**Exercise objective:**
Reproduce the following lines verbatim, starting at the line that contains "Where can you spot the tall" and ending at the line that contains "(1014, 322)", with both of those lines included.

[Start of Excerpted data]

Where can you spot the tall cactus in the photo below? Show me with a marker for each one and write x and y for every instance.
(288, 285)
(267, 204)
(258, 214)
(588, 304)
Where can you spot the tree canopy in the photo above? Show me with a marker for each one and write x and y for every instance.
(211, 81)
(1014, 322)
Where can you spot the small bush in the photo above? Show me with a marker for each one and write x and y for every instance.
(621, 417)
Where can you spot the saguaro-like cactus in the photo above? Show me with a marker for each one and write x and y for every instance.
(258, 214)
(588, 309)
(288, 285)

[End of Excerpted data]
[Start of Excerpted data]

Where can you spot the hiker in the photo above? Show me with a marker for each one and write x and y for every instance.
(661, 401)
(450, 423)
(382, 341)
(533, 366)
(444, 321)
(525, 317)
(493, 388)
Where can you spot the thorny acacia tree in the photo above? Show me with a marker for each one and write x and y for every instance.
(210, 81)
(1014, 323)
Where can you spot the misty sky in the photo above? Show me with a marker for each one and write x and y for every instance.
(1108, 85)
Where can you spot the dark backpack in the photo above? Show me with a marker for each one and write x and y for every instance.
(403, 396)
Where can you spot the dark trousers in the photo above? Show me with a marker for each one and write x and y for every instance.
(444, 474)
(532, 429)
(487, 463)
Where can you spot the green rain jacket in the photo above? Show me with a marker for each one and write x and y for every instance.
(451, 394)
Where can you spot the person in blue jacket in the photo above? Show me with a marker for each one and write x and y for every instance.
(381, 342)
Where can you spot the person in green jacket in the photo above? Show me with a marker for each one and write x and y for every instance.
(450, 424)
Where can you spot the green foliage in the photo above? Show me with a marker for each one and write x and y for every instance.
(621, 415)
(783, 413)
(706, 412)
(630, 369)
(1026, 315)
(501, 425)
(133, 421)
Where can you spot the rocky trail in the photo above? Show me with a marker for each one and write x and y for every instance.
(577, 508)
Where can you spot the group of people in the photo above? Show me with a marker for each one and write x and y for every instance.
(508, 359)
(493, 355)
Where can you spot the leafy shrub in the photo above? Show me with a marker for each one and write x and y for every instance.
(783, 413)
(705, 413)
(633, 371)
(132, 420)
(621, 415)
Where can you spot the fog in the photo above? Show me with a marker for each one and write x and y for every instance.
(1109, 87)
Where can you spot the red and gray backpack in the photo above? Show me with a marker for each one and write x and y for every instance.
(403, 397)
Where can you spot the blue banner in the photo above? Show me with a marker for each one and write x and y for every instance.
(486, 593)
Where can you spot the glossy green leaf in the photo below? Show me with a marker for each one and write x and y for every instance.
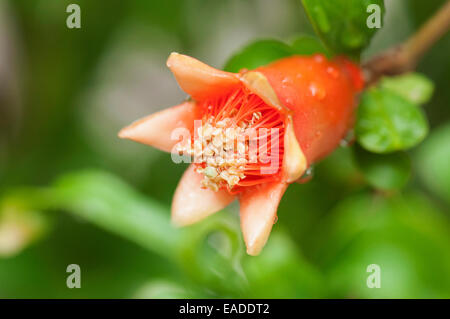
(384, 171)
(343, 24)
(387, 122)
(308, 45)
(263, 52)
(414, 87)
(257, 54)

[End of Excerpted data]
[Start of Excerpted data]

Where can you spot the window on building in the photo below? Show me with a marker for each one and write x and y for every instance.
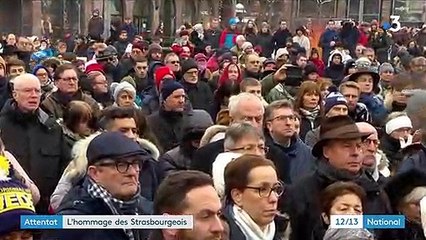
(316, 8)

[End of Excerpted data]

**Worked solution:**
Where can you spot the tall cactus in the photo below? Show me with a marker for each one and write x and y for every instance.
(288, 285)
(267, 204)
(258, 214)
(588, 304)
Where can you spot the tree canopy in the photo above? Show me with a marker for each one and write x and y for every instance.
(211, 81)
(1014, 322)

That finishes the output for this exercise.